Page text:
★ ★ ★
- Born: Robert Alan Braden 5 February 1927 Manchester, England
- Died: 6 April 2021 (aged 94) Witney, England
- Occupations: Composer, musical director
- Known for: Composer of theme tunes of British sitcoms and light entertainment shows

= Alan Braden =

English composer and musical director (1927–2021)

Robert Alan Braden (5 February 1927 – 6 April 2021) was an English composer and musical director who composed the theme tunes for several British sitcoms and light entertainment shows of the 1970s and 1980s.

==Early life==
Braden was born Robert Alan Braden in Manchester. Together with his elder brother, Edwin Braden, he started performing on the stage at five years old and became a member of his brother's "Edwin Braden (Later Eddy and the HornBlowers) and the Royal Sequence Dance Band", playing in it until Edwin was drafted into the Army at the outset of World War II as a reservist Sgt. in the Royal Engineers and served in Norway and through the Italy campaign.
★ ★ ★
Record list:
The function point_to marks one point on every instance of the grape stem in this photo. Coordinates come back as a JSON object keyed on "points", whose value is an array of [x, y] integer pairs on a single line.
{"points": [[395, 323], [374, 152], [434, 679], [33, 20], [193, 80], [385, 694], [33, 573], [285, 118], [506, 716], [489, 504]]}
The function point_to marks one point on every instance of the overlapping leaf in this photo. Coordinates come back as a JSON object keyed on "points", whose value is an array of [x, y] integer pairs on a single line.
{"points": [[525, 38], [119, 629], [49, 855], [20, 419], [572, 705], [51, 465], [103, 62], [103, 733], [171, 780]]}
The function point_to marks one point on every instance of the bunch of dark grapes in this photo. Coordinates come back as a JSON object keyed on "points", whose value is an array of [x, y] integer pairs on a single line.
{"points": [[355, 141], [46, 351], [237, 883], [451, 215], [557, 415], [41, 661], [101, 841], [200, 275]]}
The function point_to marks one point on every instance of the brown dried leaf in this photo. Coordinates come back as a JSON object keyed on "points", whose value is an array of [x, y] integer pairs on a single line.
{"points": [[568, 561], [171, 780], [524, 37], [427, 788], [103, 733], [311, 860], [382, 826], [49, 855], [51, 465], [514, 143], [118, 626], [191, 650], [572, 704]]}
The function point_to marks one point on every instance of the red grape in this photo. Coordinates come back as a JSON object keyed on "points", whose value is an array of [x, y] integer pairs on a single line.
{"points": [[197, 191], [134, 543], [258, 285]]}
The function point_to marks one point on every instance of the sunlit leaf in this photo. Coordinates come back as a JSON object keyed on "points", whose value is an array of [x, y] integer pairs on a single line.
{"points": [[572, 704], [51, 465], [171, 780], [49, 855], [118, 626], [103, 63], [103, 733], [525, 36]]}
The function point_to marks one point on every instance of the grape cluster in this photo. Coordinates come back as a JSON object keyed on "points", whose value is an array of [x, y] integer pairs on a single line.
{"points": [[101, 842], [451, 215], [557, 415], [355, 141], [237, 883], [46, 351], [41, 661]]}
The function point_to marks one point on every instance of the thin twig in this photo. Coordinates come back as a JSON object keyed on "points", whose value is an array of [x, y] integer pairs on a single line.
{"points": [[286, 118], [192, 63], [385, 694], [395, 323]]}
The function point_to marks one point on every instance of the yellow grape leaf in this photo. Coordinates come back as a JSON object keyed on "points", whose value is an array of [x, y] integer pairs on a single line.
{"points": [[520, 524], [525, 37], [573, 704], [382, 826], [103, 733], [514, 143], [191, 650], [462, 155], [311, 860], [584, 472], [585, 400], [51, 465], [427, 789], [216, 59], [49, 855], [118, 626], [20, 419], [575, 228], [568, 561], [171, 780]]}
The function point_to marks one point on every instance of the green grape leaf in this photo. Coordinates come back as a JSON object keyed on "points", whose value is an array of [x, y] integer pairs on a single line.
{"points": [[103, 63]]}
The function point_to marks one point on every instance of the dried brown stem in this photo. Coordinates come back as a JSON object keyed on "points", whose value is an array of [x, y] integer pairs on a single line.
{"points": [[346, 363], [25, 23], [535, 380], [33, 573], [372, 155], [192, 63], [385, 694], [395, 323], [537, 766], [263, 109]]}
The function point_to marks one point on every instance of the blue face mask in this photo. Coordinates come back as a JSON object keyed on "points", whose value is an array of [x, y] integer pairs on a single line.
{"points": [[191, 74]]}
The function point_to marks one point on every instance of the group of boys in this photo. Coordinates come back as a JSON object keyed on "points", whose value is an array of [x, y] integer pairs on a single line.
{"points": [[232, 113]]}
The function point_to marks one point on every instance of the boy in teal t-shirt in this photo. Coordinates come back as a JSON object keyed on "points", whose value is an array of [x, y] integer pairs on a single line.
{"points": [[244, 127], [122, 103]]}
★ ★ ★
Stated goal: Write the next part of the Alan Braden biography, starting right after its last sentence.

Answer to this exercise:
== Wartime ==
At the outbreak of war, Braden was 13 years old but with his father, a railway signalman supervisor (a reserved profession), and his brother of fighting age, he found himself and his mother mostly alone. Already a very accomplished musician, he now found himself much in demand and spent many evenings playing gigs in and around Manchester. He joined the Air Training Corps (ATC) and found himself being prepared to become a navigator. He was duly drafted into the Royal Air Force and trained on Wellington/Lancaster bombers. The war in Europe ended before he was deployed and he was transferred to the Army Signals Corps and prepared for deployment in the Far East. Once again, the war ended before deployment and he was demobbed in 1946. Whilst in the services, he was much in demand as a musician and played in the Royal Corps of Signals band at Catterick training establishment. He recalled having met Glenn Miller, describing him as the absolute cream of the bandleaders.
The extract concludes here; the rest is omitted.